EXCERPT —
◆ ◆ ◆
The Hanseatic League is an alliance of …
Years: 1260 - 1260
The Hanseatic League is an alliance of trading guilds that is to establish and maintain a trade monopoly over the Baltic Sea, to a certain extent the North Sea, and most of Northern Europe for a time in the Late Middle Ages and the early modern period, between the thirteenth and seventeenth centuries.
Historians generally trace the origins of the League to the rebuilding of the North German town of Lübeck in 1159 by Duke Henry the Lion of the Duchy of Saxony, after Henry had captured the area from Count Adolf II of Holstein.
Lübeck became a base for merchants from Saxony and Westphalia to spread east and north.
◆ ◆ ◆
DATA EXCERPTS —

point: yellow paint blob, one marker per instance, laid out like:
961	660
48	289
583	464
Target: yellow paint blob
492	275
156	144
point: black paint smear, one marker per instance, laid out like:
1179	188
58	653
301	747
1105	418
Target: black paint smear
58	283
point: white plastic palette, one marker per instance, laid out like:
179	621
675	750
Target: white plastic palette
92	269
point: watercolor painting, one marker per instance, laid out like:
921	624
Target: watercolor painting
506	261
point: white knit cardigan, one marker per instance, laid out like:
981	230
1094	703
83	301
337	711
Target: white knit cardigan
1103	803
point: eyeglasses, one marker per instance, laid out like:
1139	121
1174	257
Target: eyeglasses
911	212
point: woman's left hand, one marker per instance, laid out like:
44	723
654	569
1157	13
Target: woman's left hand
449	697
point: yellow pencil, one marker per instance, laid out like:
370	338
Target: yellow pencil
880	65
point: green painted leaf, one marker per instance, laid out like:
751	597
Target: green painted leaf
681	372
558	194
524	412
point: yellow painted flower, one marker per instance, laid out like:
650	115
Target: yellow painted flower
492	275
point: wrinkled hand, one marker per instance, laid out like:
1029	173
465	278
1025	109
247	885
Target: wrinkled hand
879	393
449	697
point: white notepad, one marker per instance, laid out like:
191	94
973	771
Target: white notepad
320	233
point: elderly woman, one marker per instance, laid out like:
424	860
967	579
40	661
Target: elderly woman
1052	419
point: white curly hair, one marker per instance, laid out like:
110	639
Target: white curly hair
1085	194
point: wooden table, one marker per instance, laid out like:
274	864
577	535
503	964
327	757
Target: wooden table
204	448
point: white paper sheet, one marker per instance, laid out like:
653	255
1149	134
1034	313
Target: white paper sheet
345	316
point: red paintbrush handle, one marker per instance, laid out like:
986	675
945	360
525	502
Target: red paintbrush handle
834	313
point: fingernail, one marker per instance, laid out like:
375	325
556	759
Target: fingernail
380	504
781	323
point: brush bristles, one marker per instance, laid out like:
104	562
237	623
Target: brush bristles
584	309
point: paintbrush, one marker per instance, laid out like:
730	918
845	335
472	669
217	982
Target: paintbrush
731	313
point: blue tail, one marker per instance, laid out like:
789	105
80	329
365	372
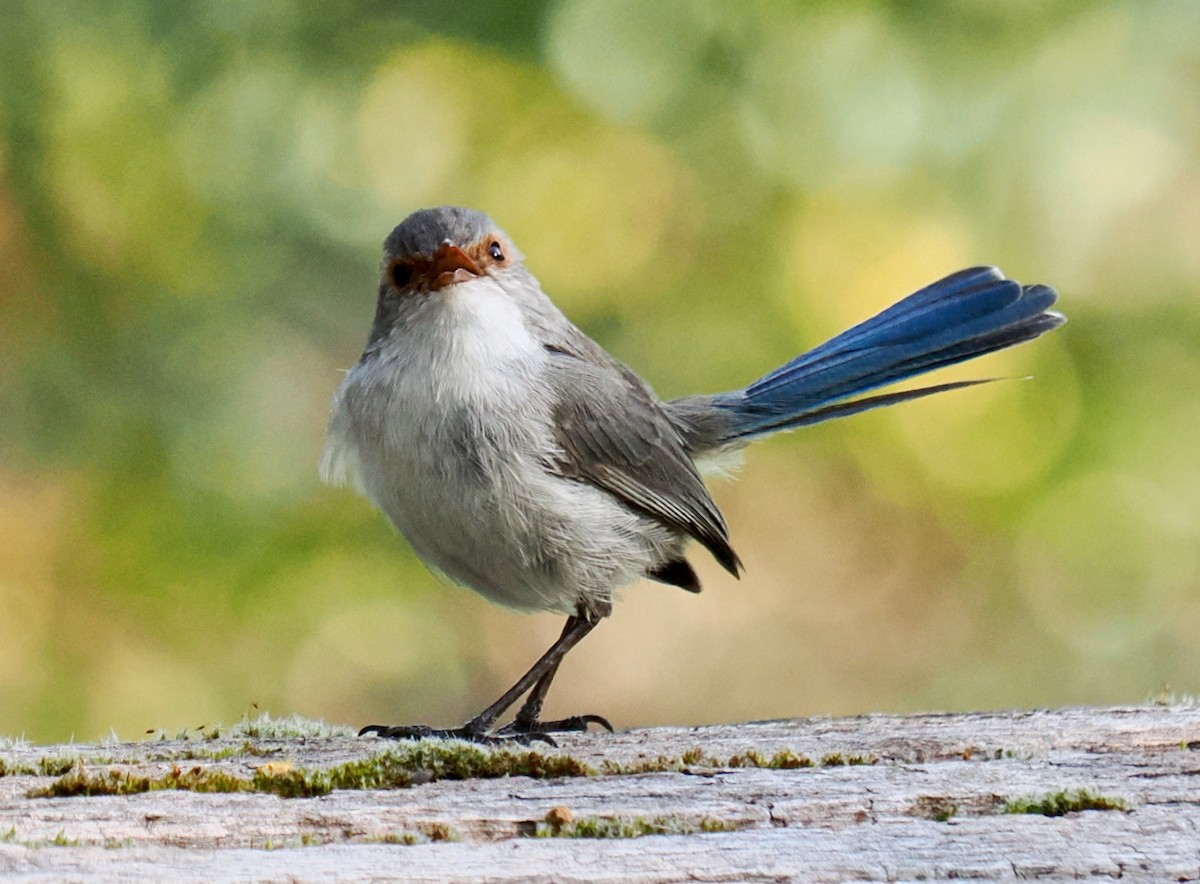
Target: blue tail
964	316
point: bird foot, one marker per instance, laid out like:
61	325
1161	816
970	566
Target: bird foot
576	723
468	733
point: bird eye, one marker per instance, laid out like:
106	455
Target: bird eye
401	274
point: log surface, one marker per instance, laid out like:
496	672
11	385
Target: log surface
925	800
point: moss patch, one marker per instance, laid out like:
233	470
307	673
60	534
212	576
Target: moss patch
1059	804
630	827
395	769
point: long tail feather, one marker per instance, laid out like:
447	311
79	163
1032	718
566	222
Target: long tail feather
964	316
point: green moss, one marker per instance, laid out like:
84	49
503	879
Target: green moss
394	769
630	827
1061	803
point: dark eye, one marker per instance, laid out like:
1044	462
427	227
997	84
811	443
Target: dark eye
401	274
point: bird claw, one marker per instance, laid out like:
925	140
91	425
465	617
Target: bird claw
576	723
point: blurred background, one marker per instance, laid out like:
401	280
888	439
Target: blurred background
192	199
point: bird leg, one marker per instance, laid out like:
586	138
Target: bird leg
526	728
528	719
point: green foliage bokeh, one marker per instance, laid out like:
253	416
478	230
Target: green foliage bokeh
192	197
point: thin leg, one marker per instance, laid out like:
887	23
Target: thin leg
478	728
528	719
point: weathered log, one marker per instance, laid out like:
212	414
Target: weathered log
930	797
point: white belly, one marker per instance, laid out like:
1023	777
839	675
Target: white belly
451	439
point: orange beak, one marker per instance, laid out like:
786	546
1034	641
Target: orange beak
450	264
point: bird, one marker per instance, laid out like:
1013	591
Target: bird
521	459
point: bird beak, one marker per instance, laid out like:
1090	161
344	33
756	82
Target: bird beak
450	265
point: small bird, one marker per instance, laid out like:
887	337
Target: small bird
521	459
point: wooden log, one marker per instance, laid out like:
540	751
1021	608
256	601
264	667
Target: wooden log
870	798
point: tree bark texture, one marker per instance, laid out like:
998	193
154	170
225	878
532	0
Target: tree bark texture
871	798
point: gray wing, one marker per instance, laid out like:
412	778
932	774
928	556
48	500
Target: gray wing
615	433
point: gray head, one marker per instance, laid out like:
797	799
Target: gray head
433	248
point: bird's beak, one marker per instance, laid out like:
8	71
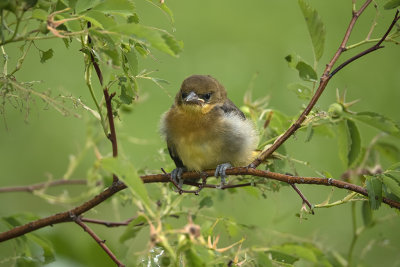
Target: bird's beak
193	98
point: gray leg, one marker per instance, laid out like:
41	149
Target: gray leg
176	175
220	171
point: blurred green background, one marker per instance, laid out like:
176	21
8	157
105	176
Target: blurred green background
232	41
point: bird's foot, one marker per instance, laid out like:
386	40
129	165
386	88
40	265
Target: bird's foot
176	176
221	172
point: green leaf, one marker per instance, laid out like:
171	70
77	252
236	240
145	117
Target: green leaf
392	184
315	27
116	6
99	19
310	132
206	202
388	150
157	38
367	214
83	5
132	61
355	142
168	11
349	141
45	245
128	175
46	55
306	72
263	260
302	91
392	4
193	259
133	228
39	14
377	121
374	188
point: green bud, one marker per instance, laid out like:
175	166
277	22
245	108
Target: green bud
335	110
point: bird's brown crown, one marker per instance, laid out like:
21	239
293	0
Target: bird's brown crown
200	90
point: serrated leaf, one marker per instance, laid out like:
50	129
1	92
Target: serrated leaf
45	245
342	134
133	228
99	19
157	38
315	27
39	14
206	202
263	260
367	214
193	259
374	188
355	142
46	55
133	19
168	11
306	72
388	150
302	91
377	121
392	184
128	175
349	141
309	133
83	5
392	4
132	61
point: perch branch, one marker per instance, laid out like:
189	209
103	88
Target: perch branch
34	187
98	240
188	176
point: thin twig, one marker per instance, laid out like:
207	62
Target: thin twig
98	240
305	200
107	223
34	187
322	85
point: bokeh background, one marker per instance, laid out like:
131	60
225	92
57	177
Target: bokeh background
232	41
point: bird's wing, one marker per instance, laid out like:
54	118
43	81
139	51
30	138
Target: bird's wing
229	107
174	155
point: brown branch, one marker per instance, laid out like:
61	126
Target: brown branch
305	200
63	216
107	223
34	187
188	176
322	85
98	240
371	49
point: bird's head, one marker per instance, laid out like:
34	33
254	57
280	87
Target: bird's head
200	93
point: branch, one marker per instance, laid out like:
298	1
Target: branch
98	240
34	187
188	177
325	78
107	223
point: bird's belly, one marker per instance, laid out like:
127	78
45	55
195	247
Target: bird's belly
199	153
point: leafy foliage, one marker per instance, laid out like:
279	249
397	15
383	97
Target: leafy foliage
181	230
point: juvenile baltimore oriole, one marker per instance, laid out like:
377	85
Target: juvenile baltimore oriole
205	130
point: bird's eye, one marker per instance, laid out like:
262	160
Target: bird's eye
207	96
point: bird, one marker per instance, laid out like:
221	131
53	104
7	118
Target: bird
204	129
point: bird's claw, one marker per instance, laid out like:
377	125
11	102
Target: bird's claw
176	176
221	172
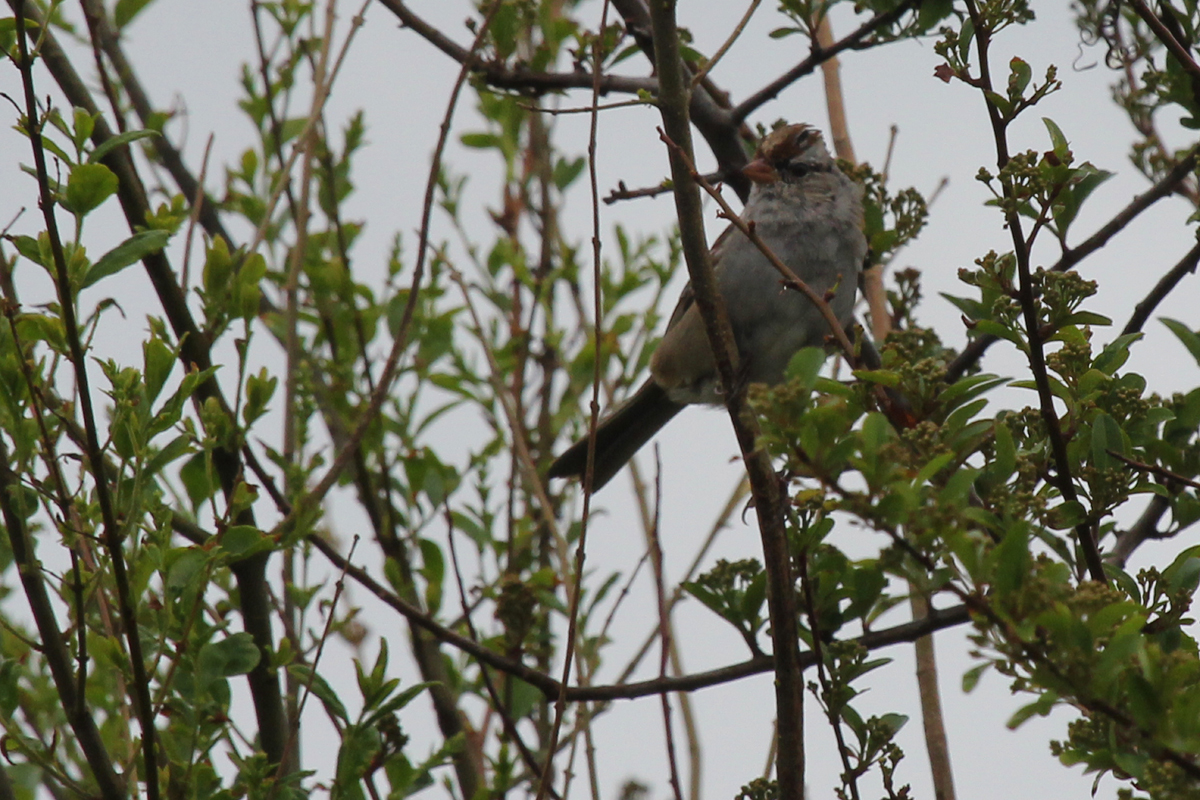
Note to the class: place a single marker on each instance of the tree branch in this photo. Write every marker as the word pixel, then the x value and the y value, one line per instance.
pixel 765 486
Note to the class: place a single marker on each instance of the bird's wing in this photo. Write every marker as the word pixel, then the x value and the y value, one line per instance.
pixel 688 296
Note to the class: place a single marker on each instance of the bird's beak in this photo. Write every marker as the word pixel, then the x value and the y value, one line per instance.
pixel 760 172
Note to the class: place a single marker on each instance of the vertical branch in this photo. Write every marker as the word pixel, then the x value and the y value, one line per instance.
pixel 54 648
pixel 881 325
pixel 113 533
pixel 589 469
pixel 665 644
pixel 765 486
pixel 1062 476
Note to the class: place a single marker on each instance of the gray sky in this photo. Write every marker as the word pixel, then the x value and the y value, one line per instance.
pixel 190 55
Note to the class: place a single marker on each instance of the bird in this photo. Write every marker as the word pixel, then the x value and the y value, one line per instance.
pixel 810 215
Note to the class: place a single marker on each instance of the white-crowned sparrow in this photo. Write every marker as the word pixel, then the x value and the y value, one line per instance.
pixel 810 215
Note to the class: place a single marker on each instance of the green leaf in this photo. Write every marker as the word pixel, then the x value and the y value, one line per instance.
pixel 112 143
pixel 157 360
pixel 306 677
pixel 126 10
pixel 241 541
pixel 480 140
pixel 1057 139
pixel 1012 560
pixel 1107 435
pixel 1067 515
pixel 1186 335
pixel 234 655
pixel 84 124
pixel 130 251
pixel 88 186
pixel 805 365
pixel 1021 73
pixel 971 677
pixel 1115 354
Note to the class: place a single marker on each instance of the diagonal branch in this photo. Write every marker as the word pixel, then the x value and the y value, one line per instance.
pixel 853 41
pixel 1141 312
pixel 1073 256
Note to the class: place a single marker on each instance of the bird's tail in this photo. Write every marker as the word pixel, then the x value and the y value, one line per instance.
pixel 619 435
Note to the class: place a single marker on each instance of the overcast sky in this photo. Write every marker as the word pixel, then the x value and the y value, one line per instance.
pixel 190 55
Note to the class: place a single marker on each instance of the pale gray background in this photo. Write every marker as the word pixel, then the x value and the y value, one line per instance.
pixel 190 55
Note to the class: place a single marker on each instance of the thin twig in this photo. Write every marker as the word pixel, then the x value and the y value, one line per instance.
pixel 1062 477
pixel 664 625
pixel 400 344
pixel 114 534
pixel 768 501
pixel 790 278
pixel 853 40
pixel 973 352
pixel 1141 312
pixel 696 79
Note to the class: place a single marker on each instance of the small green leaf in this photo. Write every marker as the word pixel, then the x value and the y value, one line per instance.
◆ ◆ ◆
WHAT IS REQUIRED — Which distinct place names does the Hanseatic League text mention? Count each place only once.

WORKED SOLUTION — Baltic Sea, North Sea, Northern Europe, Lübeck, Saxony, Holstein, Westphalia